Dataset records:
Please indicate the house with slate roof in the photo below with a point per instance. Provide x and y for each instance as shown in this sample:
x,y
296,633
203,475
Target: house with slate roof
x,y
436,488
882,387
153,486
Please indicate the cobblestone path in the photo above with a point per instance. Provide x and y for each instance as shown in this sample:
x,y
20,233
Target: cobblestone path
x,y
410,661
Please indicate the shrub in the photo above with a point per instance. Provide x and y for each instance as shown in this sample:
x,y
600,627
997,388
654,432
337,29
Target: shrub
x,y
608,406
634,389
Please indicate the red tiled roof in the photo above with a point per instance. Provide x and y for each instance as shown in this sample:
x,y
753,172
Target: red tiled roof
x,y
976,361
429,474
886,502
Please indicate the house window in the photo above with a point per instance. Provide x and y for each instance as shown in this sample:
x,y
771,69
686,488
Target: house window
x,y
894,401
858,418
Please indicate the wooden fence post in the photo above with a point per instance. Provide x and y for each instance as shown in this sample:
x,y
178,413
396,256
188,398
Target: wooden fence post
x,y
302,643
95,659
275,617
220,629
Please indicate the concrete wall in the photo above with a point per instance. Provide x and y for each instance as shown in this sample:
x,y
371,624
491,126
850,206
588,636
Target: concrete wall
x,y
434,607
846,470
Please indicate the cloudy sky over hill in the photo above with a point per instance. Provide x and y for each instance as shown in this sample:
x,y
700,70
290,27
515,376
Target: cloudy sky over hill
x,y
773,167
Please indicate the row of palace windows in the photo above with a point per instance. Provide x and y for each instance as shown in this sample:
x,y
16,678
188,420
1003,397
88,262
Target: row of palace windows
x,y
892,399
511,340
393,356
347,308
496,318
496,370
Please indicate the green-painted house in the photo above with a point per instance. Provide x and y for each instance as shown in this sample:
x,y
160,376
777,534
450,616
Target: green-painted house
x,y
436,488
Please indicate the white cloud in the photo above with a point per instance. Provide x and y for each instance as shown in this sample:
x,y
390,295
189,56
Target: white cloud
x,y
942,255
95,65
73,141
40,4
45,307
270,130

• [EXERCISE GOAL]:
Write the entries out a second time. Match them exactly.

• [SOLUTION TO THIS TASK]:
Please indicate the house with slate roof in the photo below with a point per instance. Provide x and y for each instance as shown in this sample:
x,y
296,633
203,475
Target: house with slate roof
x,y
436,488
882,387
153,486
Please indicate the cobblestone path in the photo above with a point per instance. Provide x and y for each instance as shown in this sample:
x,y
20,233
Target: cobblestone path
x,y
410,661
Please indicate the shrub in the photo above with a point per instance. Provide x and y for each instance as shown in this sample:
x,y
600,627
997,388
654,432
337,29
Target: shrub
x,y
608,406
634,389
Please indicate the red tiled roof in the photo above with a point per instance. Provide x and y for each instance as shown in this sample:
x,y
753,172
Target: red tiled roof
x,y
976,361
429,474
886,502
Please indicate the house window in the photo above with a point per instance. Provide x and y for each instance as shown in this sample:
x,y
771,69
686,488
Target: house window
x,y
894,401
858,418
Please indicate the wooden fence post in the photo above with a point per instance. Provide x and y for each instance as shown in this sample:
x,y
178,413
396,256
188,398
Target: wooden fence post
x,y
302,643
95,659
275,617
220,629
Please indicate the concrete wall in the photo above with a point per instance. Provide x and y for each instance as shown in this sample:
x,y
371,624
491,126
850,206
588,636
Target: concrete wall
x,y
434,607
846,470
Please indicate the cloudy sky over hill in the photo above with a point per instance. Provide x and y for each instance as shown in this sample:
x,y
700,70
290,27
515,376
Target: cloudy sky over hill
x,y
773,167
Please indicate the row of palace windows in the photo above with a point per instance. Provide x and y for each instance as shown in this sample:
x,y
16,678
188,420
1003,397
88,262
Target: row of palace windows
x,y
892,399
511,340
393,356
347,308
496,318
496,370
Please indicate the green-painted house in the photo above with a point per instance. Provide x and y for each instance as shown in this sample:
x,y
160,376
777,534
450,616
Target: green-painted house
x,y
436,488
Please indicate the white cloud in the photo above with a point per instance. Provide x and y for each instance as shown in this sample:
x,y
390,295
189,56
Target: white cloud
x,y
942,255
95,65
73,141
40,4
45,307
270,130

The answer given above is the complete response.